▶ [AIM OF THE TASK] Copy the rows below word for word, including every point, and omit the pictures.

▶ [DATA ENTRIES]
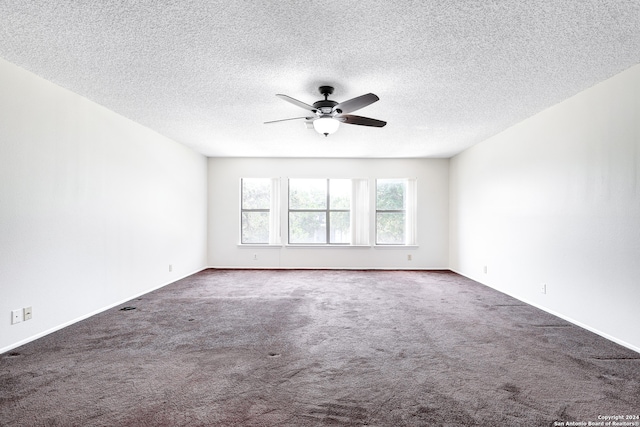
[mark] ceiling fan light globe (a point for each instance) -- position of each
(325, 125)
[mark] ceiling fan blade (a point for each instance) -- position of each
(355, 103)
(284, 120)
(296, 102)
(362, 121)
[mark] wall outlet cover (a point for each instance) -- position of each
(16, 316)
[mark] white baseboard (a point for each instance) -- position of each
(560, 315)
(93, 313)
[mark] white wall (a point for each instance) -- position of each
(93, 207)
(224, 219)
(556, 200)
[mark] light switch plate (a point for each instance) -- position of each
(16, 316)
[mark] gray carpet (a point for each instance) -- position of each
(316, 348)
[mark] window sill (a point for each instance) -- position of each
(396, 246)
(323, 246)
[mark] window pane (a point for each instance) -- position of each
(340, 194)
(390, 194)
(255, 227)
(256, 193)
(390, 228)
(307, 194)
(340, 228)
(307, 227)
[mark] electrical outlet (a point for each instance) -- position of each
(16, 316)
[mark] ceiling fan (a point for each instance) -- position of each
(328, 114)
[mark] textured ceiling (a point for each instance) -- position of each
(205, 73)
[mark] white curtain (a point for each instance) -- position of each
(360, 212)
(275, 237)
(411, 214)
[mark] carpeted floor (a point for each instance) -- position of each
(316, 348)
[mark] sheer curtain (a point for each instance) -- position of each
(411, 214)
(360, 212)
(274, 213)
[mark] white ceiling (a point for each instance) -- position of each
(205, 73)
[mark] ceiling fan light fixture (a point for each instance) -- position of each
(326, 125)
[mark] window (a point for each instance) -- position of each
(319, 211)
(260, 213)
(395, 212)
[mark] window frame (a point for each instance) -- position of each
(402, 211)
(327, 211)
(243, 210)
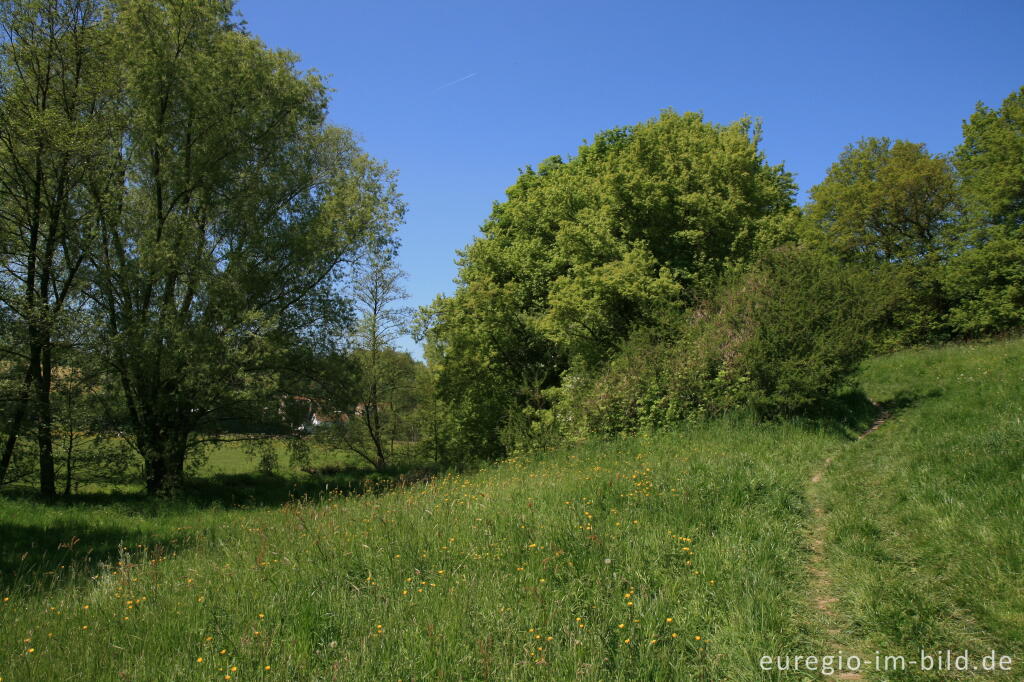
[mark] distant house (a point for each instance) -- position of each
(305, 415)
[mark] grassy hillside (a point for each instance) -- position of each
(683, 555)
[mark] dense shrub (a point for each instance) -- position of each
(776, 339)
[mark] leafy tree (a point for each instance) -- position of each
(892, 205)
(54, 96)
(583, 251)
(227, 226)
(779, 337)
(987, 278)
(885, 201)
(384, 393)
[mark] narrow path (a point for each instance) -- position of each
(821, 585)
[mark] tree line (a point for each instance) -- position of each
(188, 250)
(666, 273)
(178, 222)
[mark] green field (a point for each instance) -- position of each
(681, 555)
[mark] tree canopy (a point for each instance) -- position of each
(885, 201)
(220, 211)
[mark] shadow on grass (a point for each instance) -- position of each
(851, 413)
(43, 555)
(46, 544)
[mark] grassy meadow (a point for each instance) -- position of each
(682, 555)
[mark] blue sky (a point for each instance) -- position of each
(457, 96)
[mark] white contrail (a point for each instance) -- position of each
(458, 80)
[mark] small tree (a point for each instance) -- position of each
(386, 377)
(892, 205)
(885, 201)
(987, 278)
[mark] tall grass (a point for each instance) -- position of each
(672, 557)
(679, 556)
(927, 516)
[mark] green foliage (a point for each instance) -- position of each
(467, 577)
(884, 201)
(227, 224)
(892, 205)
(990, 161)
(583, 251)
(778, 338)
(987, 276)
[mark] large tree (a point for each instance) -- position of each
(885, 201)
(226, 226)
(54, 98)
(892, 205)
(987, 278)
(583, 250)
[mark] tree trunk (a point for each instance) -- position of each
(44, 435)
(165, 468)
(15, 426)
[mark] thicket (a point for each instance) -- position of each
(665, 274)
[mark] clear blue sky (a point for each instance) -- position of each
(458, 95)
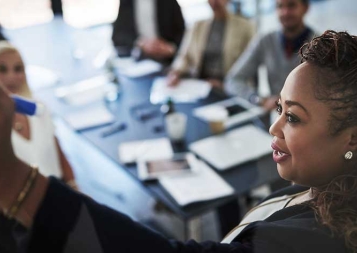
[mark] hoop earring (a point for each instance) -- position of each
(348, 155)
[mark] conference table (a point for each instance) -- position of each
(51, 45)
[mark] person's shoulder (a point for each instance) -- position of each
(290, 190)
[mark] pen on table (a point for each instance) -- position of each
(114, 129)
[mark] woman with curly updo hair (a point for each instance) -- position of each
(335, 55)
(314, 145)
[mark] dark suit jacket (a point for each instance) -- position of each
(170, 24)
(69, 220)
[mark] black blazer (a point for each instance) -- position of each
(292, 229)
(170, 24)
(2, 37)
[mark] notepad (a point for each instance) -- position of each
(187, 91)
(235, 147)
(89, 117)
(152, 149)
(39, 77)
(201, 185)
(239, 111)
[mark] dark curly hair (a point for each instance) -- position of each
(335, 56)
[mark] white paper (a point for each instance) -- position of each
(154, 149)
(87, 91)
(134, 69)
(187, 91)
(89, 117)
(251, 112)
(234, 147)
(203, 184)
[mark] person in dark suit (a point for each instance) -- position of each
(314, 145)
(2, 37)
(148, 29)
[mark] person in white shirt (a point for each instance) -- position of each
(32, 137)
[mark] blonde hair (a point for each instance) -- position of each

▶ [THE OUTPUT]
[mark] ceiling fan light globe (a point for each instance) -- position of each
(325, 125)
[mark] ceiling fan blade (a point for each instance) -- position of each
(355, 103)
(284, 120)
(296, 102)
(362, 121)
[mark] wall outlet cover (a point for each instance) -- position of each
(16, 316)
[mark] white baseboard (a point for each instance) -- position of each
(560, 315)
(93, 313)
[mark] white wall (a point for each instance) -- position of each
(93, 207)
(224, 219)
(556, 200)
[mark] light switch plate (a point for each instance) -- position of each
(16, 316)
[mark] gray carpet (a point for each instance) -- position of each
(316, 348)
[mark] window sill (a point for each instance) -- position of each
(396, 246)
(323, 246)
[mark] window pane (a point for each instance) -- position of each
(340, 194)
(390, 194)
(255, 227)
(256, 193)
(390, 228)
(307, 194)
(340, 228)
(307, 227)
[mark] electrical outlet (a point for each instance) -- position of each
(16, 316)
[mark] ceiling fan (a point for each instance) -- position of each
(328, 114)
[mark] textured ceiling (a point for each instance) -- position of each
(205, 73)
[mark] white curtain (a point for each instance) -- position of each
(360, 212)
(275, 237)
(411, 214)
[mark] carpeted floor (a point for each instance) -- position of each
(316, 348)
[mark] sheer curtain (a point for each instance) -- position of each
(411, 214)
(360, 212)
(274, 213)
[mark] white ceiling (a point for each instance) -- position of each
(205, 73)
[mark] ceiling fan light fixture (a point for each instance) -- position of each
(326, 125)
[mark] window (a point for each instance) -- position of each
(319, 211)
(260, 213)
(395, 212)
[mark] window frame (a point for each instance) -- position of each
(402, 211)
(327, 211)
(243, 210)
[mark] distant house (a point for each instance) -- position of each
(305, 415)
[mark] grassy hillside (a point for each instance) -- position of each
(683, 555)
[mark] dense shrub (a point for each instance) -- position of each
(776, 339)
[mark] leafy tree (a point for each instance) -- position of each
(892, 205)
(54, 96)
(583, 251)
(227, 226)
(779, 337)
(987, 278)
(885, 201)
(384, 393)
[mark] narrow path (a point for each instance) -- position of each
(821, 585)
[mark] tree line (a point for each instance) -- position of each
(188, 250)
(666, 273)
(178, 222)
[mark] green field (a point for each instance) -- position of each
(681, 555)
[mark] tree canopy (a point for each instance) -- position of each
(885, 201)
(220, 211)
[mark] shadow on grass (a point for each instance) -- position of each
(851, 413)
(43, 555)
(46, 544)
[mark] grassy meadow (a point for each instance) -- position of each
(682, 555)
[mark] blue sky (a point for each instance) -- position of each
(457, 96)
[mark] white contrail (a point for each instance) -- position of each
(458, 80)
[mark] small tree (a point for each instance) -- position of each
(386, 377)
(892, 205)
(885, 201)
(987, 278)
[mark] tall grass (a point for each instance) -- position of each
(672, 557)
(679, 556)
(927, 516)
[mark] green foliage (a point for each instance) -- position of each
(467, 577)
(884, 201)
(227, 224)
(892, 205)
(990, 161)
(583, 251)
(778, 338)
(987, 276)
[mark] large tree (a point for each instance) -- position of each
(885, 201)
(226, 226)
(54, 98)
(892, 205)
(987, 278)
(583, 250)
[mark] tree trunk (a point for each instance) -- position of each
(44, 435)
(165, 468)
(15, 426)
[mark] thicket (a point for each instance) -- position of each
(665, 274)
[mark] clear blue sky (a point for each instance) -- position of each
(458, 95)
[mark] hoop earring (a point for each instance) -- position of each
(348, 155)
[mark] conference table (a point for each instance) -- position of each
(51, 45)
[mark] person's shoulder (a point for each instance) -- position of each
(290, 190)
[mark] pen on table (a point for each instance) -- position of each
(114, 129)
[mark] woman with curly updo hair (a point for each instance) -- position of each
(335, 55)
(314, 145)
[mark] dark suit jacket (a point for each instance) -- position of each
(170, 24)
(69, 220)
[mark] black blazer (a point for each instance) -- position of each
(292, 229)
(170, 24)
(2, 37)
[mark] notepad (a point for each instance) -- position of each
(187, 91)
(235, 147)
(89, 117)
(152, 149)
(39, 77)
(201, 185)
(239, 111)
[mark] dark curly hair (a point for each instance) -- position of each
(335, 56)
[mark] white paper (a point for each instance) -- position of each
(154, 149)
(87, 91)
(134, 69)
(187, 91)
(89, 117)
(251, 112)
(234, 147)
(203, 184)
[mark] person in dark suit (a point for each instance) -- position of each
(314, 145)
(2, 37)
(148, 29)
[mark] person in white shirt (a point for each instance) -- position of each
(32, 137)
[mark] blonde hair (a point for each instance) -- position of each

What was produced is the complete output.